_TASK_. The answer must restate every entry below word for word.

*** Opening RECORDS PROVIDED ***

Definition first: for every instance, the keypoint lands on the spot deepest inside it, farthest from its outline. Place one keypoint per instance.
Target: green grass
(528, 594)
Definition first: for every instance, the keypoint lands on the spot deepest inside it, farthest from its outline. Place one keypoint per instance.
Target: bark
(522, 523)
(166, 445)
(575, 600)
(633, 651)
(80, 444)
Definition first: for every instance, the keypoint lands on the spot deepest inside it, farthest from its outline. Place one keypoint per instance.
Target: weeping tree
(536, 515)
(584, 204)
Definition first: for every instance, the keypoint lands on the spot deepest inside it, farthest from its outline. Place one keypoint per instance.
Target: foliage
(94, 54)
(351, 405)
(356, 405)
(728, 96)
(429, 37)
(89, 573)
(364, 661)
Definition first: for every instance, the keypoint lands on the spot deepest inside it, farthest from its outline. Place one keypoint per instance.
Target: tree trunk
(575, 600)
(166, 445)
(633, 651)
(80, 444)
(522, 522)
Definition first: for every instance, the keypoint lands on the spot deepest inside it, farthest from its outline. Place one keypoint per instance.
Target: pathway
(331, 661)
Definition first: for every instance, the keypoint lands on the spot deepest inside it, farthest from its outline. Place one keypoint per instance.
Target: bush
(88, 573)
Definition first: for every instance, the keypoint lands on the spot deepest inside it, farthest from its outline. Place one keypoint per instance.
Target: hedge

*** Closing RECORDS PROVIDED ***

_RESPONSE FOR THIS EXERCISE_.
Definition first: for every instance, the keypoint lands on the spot deepest inside it, farthest from its outline. Place one keypoint per instance.
Target: green grass
(528, 594)
Definition first: for every instance, the keypoint lands on the spot deepest inside it, farthest from its outline. Place one keypoint per instance.
Target: bark
(522, 523)
(166, 445)
(575, 600)
(633, 651)
(80, 444)
Definition first: for every instance, the keypoint lands on the spot deepest inside it, farthest from its outline. Place one keypoint per instance.
Target: weeping tree
(536, 515)
(584, 204)
Definition first: for every instance, the keypoint lands on the spot deepest inside it, farthest from its outline. Place one keypoint per instance.
Target: foliage
(94, 54)
(351, 405)
(356, 405)
(728, 96)
(429, 37)
(89, 573)
(364, 661)
Definition first: for every instance, the keypoint lands on the spot deepest inside it, farthest from its outline. Place one keypoint per instance.
Target: tree trunk
(575, 600)
(166, 445)
(633, 651)
(80, 444)
(522, 522)
Definition first: for every instance, the keypoint lands on the spot deepest inside it, farthest from its outline. Place one keypoint per instance.
Target: pathway
(331, 661)
Definition first: for every instance, the keypoint lands on the spot deepest inside it, farthest from its outline. Place one keypoint per instance.
Target: bush
(88, 573)
Definition first: for every instance, the keypoint lands on the spot deepest inside it, farthest from its outline. Place one keypoint per instance.
Target: hedge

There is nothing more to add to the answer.